(Pointing data excerpts)
* Start *
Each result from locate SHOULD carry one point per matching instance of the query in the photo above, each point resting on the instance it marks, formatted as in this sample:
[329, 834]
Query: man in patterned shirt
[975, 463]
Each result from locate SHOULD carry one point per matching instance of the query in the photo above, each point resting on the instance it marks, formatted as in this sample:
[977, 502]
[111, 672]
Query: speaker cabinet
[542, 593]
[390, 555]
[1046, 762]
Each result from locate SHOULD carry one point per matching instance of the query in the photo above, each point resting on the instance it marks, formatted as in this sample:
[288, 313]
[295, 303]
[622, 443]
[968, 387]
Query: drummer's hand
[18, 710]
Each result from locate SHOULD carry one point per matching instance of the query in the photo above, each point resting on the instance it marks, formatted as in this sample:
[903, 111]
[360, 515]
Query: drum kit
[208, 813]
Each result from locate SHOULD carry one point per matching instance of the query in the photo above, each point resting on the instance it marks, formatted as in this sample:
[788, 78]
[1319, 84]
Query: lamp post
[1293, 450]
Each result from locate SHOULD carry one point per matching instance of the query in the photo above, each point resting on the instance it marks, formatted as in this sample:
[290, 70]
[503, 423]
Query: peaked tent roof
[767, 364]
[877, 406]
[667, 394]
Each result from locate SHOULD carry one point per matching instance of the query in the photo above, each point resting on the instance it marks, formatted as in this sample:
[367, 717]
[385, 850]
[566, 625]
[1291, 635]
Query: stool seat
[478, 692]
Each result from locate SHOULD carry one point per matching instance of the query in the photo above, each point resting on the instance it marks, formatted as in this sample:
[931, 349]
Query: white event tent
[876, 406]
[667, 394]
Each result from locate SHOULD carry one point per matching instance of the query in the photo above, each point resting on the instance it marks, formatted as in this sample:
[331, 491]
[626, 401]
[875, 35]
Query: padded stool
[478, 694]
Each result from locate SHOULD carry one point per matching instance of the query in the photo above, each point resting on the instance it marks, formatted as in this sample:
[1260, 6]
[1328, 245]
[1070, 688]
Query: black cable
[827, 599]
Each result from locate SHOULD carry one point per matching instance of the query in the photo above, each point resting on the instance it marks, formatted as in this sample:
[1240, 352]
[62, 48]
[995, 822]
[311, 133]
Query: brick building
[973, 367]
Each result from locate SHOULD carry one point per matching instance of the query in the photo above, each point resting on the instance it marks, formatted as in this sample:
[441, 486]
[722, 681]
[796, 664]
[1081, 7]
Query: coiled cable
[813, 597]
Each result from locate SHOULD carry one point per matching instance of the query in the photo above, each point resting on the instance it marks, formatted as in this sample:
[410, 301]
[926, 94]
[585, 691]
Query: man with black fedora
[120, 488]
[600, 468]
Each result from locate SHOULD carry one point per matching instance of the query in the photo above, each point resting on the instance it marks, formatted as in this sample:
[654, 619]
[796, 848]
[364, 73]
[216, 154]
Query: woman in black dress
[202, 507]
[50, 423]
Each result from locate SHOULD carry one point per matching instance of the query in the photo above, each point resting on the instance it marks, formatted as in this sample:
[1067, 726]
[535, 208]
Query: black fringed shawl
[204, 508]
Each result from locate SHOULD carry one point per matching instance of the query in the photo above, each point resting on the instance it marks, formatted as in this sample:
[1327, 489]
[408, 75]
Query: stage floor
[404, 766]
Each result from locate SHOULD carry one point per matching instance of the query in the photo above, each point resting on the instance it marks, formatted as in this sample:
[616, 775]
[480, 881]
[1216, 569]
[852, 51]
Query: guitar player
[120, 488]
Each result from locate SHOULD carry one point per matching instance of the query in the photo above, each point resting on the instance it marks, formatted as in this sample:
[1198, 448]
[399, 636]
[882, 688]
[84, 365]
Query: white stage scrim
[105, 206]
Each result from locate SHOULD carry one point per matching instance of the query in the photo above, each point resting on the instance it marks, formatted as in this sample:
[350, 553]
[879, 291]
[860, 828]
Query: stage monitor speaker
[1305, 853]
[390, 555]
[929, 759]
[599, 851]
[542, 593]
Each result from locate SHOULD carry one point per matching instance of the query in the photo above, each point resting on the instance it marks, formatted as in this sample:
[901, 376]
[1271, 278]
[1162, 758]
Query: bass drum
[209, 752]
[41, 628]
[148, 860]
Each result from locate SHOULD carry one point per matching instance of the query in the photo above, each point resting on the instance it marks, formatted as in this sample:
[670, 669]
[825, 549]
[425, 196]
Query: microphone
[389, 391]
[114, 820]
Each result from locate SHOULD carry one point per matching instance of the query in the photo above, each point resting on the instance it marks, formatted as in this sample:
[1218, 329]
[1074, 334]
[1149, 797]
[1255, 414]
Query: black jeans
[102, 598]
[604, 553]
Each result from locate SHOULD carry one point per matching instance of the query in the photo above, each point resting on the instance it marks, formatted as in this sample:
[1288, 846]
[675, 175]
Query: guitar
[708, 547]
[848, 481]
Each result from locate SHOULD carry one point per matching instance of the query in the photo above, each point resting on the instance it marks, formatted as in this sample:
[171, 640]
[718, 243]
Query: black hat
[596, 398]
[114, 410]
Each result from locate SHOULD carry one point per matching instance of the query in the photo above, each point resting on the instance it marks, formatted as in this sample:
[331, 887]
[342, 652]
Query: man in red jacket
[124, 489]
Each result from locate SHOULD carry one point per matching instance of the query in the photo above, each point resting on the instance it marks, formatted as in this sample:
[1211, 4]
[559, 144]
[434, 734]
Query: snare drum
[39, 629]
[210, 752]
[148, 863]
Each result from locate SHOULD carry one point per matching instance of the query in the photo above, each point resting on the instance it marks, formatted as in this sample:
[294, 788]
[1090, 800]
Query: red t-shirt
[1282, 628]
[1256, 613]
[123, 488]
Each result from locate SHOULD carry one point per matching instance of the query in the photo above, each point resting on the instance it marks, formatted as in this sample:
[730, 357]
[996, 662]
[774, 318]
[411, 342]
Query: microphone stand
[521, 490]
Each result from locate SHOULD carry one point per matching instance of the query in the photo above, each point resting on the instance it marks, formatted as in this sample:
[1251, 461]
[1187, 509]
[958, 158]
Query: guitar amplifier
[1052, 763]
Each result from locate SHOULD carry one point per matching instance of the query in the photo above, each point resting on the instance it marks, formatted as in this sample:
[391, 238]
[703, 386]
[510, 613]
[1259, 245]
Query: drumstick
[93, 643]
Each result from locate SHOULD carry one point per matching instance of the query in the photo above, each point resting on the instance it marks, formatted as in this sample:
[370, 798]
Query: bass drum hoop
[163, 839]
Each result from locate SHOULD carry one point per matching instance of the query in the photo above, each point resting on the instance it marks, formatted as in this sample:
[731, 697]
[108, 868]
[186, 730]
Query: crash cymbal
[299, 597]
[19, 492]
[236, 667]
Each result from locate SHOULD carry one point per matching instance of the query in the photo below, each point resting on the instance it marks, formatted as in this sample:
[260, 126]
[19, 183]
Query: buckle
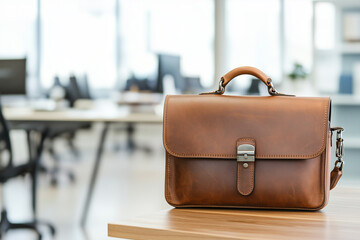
[246, 153]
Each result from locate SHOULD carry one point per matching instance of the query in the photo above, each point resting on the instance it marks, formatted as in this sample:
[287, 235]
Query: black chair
[76, 89]
[8, 171]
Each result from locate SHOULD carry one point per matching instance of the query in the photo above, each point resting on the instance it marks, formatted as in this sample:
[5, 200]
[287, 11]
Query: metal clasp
[246, 153]
[339, 147]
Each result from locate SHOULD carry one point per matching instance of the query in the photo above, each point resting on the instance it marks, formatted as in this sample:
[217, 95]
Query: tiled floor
[128, 185]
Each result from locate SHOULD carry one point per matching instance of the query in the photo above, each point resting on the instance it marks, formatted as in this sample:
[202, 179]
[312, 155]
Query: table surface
[339, 220]
[102, 111]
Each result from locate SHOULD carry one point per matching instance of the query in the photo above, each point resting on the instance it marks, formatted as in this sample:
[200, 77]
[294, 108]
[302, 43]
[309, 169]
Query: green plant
[298, 72]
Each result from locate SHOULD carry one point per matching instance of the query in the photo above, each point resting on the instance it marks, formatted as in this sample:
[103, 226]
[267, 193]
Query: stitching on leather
[167, 191]
[326, 108]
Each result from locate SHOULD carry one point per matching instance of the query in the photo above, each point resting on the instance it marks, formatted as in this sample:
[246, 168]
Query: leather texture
[208, 126]
[245, 70]
[245, 171]
[292, 142]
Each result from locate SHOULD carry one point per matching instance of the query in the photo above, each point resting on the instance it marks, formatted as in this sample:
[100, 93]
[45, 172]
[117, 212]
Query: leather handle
[246, 70]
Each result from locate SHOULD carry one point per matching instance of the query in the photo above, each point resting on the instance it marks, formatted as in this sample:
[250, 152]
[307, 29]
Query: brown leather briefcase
[249, 151]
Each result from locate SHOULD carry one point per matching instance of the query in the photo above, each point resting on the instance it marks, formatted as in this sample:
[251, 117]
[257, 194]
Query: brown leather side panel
[289, 184]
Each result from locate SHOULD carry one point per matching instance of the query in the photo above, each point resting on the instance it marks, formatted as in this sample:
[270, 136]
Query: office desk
[339, 220]
[107, 114]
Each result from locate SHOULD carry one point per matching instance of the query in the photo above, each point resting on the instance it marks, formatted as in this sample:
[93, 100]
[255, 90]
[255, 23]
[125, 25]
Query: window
[253, 36]
[182, 27]
[78, 37]
[18, 35]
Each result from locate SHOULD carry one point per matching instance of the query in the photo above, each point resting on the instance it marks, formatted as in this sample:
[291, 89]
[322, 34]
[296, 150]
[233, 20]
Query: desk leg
[94, 174]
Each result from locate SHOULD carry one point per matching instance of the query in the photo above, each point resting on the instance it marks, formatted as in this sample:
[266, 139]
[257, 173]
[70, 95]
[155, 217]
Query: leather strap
[246, 70]
[245, 171]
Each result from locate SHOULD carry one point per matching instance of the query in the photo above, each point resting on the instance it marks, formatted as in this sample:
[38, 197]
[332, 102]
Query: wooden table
[339, 220]
[102, 111]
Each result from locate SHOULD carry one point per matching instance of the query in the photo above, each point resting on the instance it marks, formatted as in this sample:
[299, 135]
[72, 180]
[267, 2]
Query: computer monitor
[169, 65]
[12, 76]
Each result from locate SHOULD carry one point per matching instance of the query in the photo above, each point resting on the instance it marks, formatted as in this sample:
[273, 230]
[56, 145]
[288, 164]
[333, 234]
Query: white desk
[102, 112]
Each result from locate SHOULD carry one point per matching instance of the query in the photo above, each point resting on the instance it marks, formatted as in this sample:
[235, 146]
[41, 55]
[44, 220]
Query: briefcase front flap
[208, 126]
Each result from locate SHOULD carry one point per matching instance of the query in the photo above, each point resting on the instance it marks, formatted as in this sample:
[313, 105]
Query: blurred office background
[124, 56]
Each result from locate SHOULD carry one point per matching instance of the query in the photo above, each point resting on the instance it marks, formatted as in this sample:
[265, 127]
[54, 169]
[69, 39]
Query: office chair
[8, 171]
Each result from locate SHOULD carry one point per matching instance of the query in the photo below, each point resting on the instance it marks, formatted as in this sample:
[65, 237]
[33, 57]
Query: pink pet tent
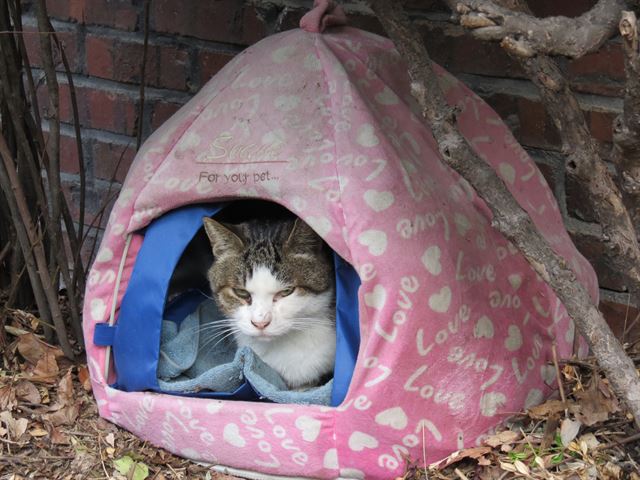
* End *
**GIVEN INSTRUCTION:** Identify each line above that contains the word "chair", and copy those lines.

**TASK SOLUTION:**
Query: black chair
Query: office chair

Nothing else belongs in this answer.